Direction
Please copy the data below line for line, leaving out the pictures.
——
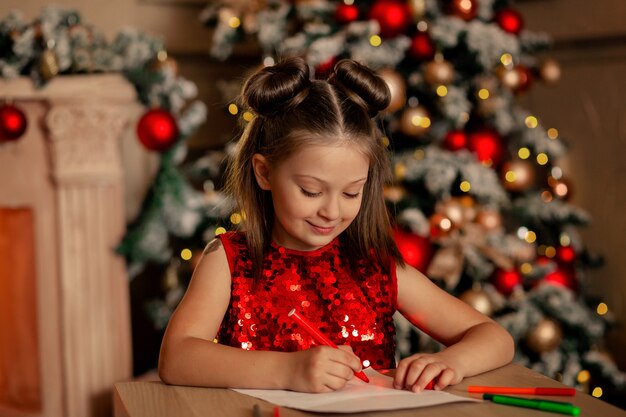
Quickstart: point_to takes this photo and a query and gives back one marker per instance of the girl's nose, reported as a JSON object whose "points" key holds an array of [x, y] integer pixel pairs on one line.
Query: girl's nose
{"points": [[330, 208]]}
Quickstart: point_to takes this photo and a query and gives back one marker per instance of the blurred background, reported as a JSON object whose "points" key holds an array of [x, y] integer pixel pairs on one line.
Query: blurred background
{"points": [[489, 87]]}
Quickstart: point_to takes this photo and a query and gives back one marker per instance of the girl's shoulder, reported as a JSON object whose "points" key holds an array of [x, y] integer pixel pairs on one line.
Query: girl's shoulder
{"points": [[233, 241]]}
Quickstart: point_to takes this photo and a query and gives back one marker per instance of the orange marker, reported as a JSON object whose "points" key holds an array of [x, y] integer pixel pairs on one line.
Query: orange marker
{"points": [[319, 337]]}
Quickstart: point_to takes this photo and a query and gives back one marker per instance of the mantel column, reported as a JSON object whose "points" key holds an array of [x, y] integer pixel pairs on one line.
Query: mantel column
{"points": [[94, 301]]}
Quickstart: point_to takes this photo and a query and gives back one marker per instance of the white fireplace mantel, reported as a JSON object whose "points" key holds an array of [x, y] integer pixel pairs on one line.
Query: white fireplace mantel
{"points": [[67, 168]]}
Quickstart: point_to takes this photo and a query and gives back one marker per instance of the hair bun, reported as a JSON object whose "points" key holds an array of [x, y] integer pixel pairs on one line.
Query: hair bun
{"points": [[277, 88], [372, 90]]}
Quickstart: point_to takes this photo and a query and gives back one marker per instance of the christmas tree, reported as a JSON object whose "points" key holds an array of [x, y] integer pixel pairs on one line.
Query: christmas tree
{"points": [[480, 198]]}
——
Answer to the exercise
Quickstart: point_to takes this photo and a query and gives back one marker per instance of the girl's nose, reported as a JSON object whose "points" key holds an array of [x, y] integer pixel pairs on one line.
Query: girl's nose
{"points": [[330, 208]]}
Quickstart: point_to takes this photo and a query and gives back one marker per instance of the blurred background, reported as a JSON object whose "points" key holds an array of [x, y] integer pixel pairs on one line.
Query: blurred background
{"points": [[489, 87]]}
Quickstart: point_to takes this photo and a query and gives back one marker per instance of the girl's shoulder, reported as a JSON object whose "points" key holds an array of [x, y] integer pixel pairs on one line.
Query: girl's shoulder
{"points": [[233, 241]]}
Quickstart: point_to takes this photo and a query and gives back one marker per instance of the orange marker, reported as a JSON object whose "points" key holds an array of [x, y] integer pixel pairs on one line.
Query: orange marker
{"points": [[319, 337]]}
Quickstart: point_to takes this photo and a query and gives back one marker per instance of the mantel column, reported as a JSON object whose "points" key holds an array of [x, y] integer pixel pairs on one line.
Query: mantel column
{"points": [[94, 301]]}
Quickstart: point_to takes this photo and a query and gives back one marker per instance of the white fireplace mantel, reported as a JSON object whose "points" key holds an array of [x, y] integer pixel pairs on one line.
Query: white fireplace mantel
{"points": [[67, 168]]}
Quickstart: point_to takes this photo and a query and gives back one marker per instance of the hair bun, reported as a JSON object whose "points" key holds an array of [x, y] integer pixel pairs on one line.
Query: hair bun
{"points": [[277, 88], [372, 90]]}
Quickstart: point_to takes this photo and a query and gives back one marker per instance of the christmas tree, reported as a JSON object whose "points" key holds an array of [x, y] integer pixel pairs on one line.
Query: christmas tree
{"points": [[480, 198]]}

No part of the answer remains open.